* _ASSIGNMENT 1_
Do these statements agree with the AEW Dynamite forum thread? For each, answer yes or no and quote the deciding words. (a) shandcraig thinks the show's production is good. (b) RelivingTheShadow sees nothing wrong with how the battle royal transitioned out. (c) Ham and Egger says the Dark Order appeared on the show.
* _ASSIGNMENT 2_
Can you print the part of the AEW Dynamite forum thread starting with "I think because" and going on through "at this location."?
* _ASSIGNMENT 3_
Can you carry on the AEW Dynamite forum thread from where it stops?

* _EXCERPTED PASSAGE_
Maybe the AEW Dynamite before Full Gear...


----------



## shandcraig (Mar 23, 2008)

The problem right now in my view is the direction. Everything seems out of wack from top to bottom. EVERYTHING. The energy from the roster is weird,The booking is insanely bad and creative is a joke. Even the production seems weird and bad.

Right now it seems AEW more then ever does not have a vision and thats exactly what Cody admitted. Its just a show and thats it and a badly directed show. Its starting to feel like wwe because this is whats been the life of wwe for years now. Lack of a vision lack of direction lack of identity.

On top of that it seems like AEW is just making a mockery of themselves. Why is everything beyond comedy act and even done badly even so


I think because of covid it has really changed the mindset of these guys. Because i really felt they had really good story telling and it was not rushed and it felt like a very different product before they got stuck at this location.


----------



## RelivingTheShadow (Apr 25, 2013)

RainmakerV2 said:


> That battle royal thing was absolutely offensively bad. You're full of shit if you think otherwise. So 21 dudes just stopped fighting once they went to a video package and all calmly walked back to the locker room? Holy fucking shit.


They got the 21 people brawling, it sold the calamity of the match and they transitioned out, don't see anything wrong with that.


----------



## Ham and Egger (Dec 13, 2005)

This a terrible show and the Dark Order was no where to be seen. Thats something else.


----------



## Chan Hung (Dec 28, 2011)

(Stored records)
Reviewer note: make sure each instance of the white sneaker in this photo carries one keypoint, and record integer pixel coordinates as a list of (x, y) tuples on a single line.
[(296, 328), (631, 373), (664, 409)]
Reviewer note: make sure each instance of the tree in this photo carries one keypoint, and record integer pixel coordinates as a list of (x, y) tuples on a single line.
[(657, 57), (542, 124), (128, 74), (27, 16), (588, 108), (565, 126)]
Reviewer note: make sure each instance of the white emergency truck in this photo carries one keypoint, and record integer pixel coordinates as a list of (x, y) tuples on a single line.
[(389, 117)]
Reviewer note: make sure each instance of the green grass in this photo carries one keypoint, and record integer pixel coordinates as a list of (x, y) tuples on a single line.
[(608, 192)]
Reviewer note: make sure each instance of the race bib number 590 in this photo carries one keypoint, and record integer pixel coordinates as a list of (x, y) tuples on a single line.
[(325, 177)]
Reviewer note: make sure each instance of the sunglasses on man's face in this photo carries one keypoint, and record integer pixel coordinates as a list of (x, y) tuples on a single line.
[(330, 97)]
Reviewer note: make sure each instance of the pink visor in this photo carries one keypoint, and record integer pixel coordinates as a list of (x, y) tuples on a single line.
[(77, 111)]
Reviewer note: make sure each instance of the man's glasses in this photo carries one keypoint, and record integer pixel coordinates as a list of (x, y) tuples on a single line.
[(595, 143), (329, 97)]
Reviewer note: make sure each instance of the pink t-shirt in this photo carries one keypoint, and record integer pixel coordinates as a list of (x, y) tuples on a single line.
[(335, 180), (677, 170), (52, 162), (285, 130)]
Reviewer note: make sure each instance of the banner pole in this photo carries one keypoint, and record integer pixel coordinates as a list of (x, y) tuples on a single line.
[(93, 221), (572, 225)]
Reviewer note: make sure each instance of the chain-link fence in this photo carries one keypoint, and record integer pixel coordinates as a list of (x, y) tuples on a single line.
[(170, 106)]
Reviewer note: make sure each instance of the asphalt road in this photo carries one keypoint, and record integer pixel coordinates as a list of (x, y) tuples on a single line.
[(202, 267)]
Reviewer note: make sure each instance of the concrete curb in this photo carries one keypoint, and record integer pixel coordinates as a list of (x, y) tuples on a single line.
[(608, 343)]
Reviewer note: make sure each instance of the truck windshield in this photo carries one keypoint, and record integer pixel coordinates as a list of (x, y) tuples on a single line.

* _EXERCISE RESULT 1_
(a) No: "Even the production seems weird and bad."
(b) Yes: "don't see anything wrong with that."
(c) No: "the Dark Order was no where to be seen."

* _EXERCISE RESULT 2_
I think because of covid it has really changed the mindset of these guys. Because i really felt they had really good story telling and it was not rushed and it felt like a very different product before they got stuck at this location.

* _EXERCISE RESULT 3_
As i mentioned in another thread, perhaps AEW going unopposed tonight is not a good thing. You would think they would have taken the chance with fans, a ppv coming up and unopposed to kick ass on all cylinders, instead, they parked on neutral on most parts, and reverse on others.


----------



## Prosper (Mar 25, 2015)

4/10 tonight. Poor and lazy effort which is very rare. The show was below average but some of you are really crying your hearts out. I mean Jesus Christ get a grip. Its actually embarrassing reading some of these posts.

-The Santana/Ortiz vs Best Friends match was good
-8 man tags need to stop, too many of them and it went too long
-The brawl was a hot mess and didn't need to happen right before the PPV, it went on forever and was very WWE-like
-the Hangman/Omega/FTR segment was great
-Backstage promo by Tully and FTR was good, Moxley promo was good too
-Britt Baker beatdown was ok but the pizza was cheesy
-Thunder Rosa match didn't need to go that long but it was still pretty good, no Shida was bad
-Jericho squash worked well enough but the aftermath was bad
-Main event was terrible, beatdown didn't save the segment

@Chan Hung I usually like you as a poster but we get it bro, yes the show was bad 
@MoxAsylum You're back again? Thought you were done forever?


----------



## RainmakerV2 (Nov 8, 2017)

RelivingTheShadow said:


> They got the 21 people brawling, it sold the calamity of the match and they transitioned out, don't see anything wrong with that.


Like I said, Tony Khan could literally pull his pants down and take a dump in the middle of the ring and some people here would call it high art. Like, literally.


----------



## Geeee (Aug 9, 2010)

I think Brandi vs Allie has been surpassed as worst AEW match


----------



## taker1986 (Sep 14, 2016)

Yeah, that was easily their weakest ever go home show just before a major PPV. The battle Royal segment made no sense, they cut to a dark Order promo half way though and when it finished the women were in the ring. Why did the 8 man tag go on for nearly 20 mins?? No need for that and I was especially disappointed that Shida didn't come out after the Thunder Rosa match for a face off. When was the last time she was on Dynamite?? she's the champion going into a huge match. 

At least MJF got some badly needed momentum going into All-Out and I'm pretty hyped for Sammy/Matt. The PPV looks pretty strong from top to bottom and AEW have always delivered on their PPVs but I give this Dynamite a 5/10


----------



## RelivingTheShadow (Apr 25, 2013)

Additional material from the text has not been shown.